| Aim of the task |
All of the data must be returned exactly as given.

-- -- --

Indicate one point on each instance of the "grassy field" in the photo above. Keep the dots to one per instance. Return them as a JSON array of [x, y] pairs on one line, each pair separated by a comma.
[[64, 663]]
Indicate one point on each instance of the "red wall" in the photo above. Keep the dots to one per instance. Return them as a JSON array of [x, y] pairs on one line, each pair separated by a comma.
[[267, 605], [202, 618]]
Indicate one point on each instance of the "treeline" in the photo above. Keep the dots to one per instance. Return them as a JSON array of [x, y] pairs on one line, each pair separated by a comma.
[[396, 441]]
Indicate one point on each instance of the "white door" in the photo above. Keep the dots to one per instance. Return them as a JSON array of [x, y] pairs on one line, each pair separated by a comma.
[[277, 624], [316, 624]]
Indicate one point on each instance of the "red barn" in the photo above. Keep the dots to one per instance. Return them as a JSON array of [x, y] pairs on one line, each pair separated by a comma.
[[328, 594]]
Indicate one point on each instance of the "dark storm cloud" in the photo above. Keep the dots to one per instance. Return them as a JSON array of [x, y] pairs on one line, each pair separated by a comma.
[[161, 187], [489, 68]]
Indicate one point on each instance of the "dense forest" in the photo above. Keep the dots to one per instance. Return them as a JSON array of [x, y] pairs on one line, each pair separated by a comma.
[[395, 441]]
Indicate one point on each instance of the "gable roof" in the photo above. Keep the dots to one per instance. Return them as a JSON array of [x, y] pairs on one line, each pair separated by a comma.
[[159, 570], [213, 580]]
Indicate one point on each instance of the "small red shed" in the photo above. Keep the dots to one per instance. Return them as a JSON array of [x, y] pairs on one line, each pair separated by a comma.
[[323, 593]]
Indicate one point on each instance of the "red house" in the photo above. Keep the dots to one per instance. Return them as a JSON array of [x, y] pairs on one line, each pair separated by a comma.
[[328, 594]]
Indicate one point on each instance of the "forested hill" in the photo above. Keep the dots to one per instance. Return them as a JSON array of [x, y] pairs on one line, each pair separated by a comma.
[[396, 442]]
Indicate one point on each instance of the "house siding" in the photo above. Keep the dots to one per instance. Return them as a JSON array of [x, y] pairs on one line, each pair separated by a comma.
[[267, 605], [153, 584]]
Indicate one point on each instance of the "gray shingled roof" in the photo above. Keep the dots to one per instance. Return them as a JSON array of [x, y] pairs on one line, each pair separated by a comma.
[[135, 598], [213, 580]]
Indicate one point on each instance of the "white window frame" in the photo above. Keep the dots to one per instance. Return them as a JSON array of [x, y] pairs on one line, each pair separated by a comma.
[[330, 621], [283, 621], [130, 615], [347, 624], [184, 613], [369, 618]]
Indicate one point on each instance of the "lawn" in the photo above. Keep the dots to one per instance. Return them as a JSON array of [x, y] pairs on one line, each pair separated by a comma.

-- -- --

| Solved exercise |
Indicate one point on each instance of the "grassy field" in the photo above. Keep the dots to one per instance. Return them as a JSON array of [x, y] pairs on one line, each pair separated by a comma.
[[64, 663]]
Indicate one point on each instance of the "red wall" in the photo above. Keep the dots to one per instance. Return them as a JSON array of [x, y] pairs on one line, each pair separated by a comma.
[[267, 605], [202, 618]]
Indicate one point on each instance of the "treeline" in the photo above. Keep the dots to one per instance. Return them as a JSON array of [x, y] pairs on one line, each pair separated by a comma.
[[396, 441]]
Indicate one point on each instance of the "white door" in the photo above. Keep the dots to one per instance. Return them as a JSON array of [x, y] pairs on one line, each pair separated by a comma.
[[277, 624], [316, 624]]
Indicate one point on each instance of the "red barn" in the photo above. Keep the dots to one per instance. Return them as a JSON array of [x, y] pairs on one line, each pair separated by a comma.
[[328, 594]]
Indicate one point on each instance of the "dark storm cloud" in the photo above. Keep the dots to one per instance. Return them as a JSON array of [x, y] pairs on one line, each pair separated by a comma.
[[161, 187], [489, 68]]
Indicate one point on each instance of the "dense forest" in the photo above. Keep the dots to one per instance. Return them as a JSON array of [x, y] pairs on one line, each pair separated by a comma.
[[395, 441]]
Indicate one point on each instance of the "gable roof" in the photo above. Keep the dots to one per instance. Return them as a JSON array of [x, y] pairs on one line, each pair separated by a comma.
[[159, 570], [213, 580]]
Indicate one point on each instance of the "small red shed" in the photo above. Keep the dots to one per instance. Return them as a JSON array of [x, y] pairs on one line, each pair separated by a comma.
[[323, 593]]
Indicate one point on each instance of the "red house" in the photo above. Keep the dots to one per instance. Return them as a JSON array of [x, y] pairs on one line, each pair separated by a comma.
[[328, 594]]
Indicate one point on each instance of the "forested hill" in the photo above. Keep the dots to one per instance. Return them as a JSON array of [x, y] pairs on one line, each pair separated by a comma.
[[396, 442]]
Indicate one point on each instance of the "house siding" in the photo above. Keep the dots to one per instance. Return them as a JSON array of [x, y] pairs on one line, each pair separated by a comma.
[[267, 605], [153, 584]]
Indicate one point on each instance of the "gray shingled roof" in the photo above. Keep the dots to one per instance. Return them as a JSON array of [x, y] pairs on one line, each pair separated by a comma.
[[135, 598], [213, 580]]
Indicate one point on each instance of the "white window frame" in the photo above. Keep the dots to one per instance. Return them as a JSON array of [x, y] pairs on one line, each pair separated by a comma.
[[330, 621], [283, 621], [130, 615], [347, 624], [184, 613], [369, 618]]
Indicate one point on each instance of the "lawn" in the photo above. Keep the dots to one per instance. Return them as a JSON array of [x, y] pairs on one line, each pair separated by a comma.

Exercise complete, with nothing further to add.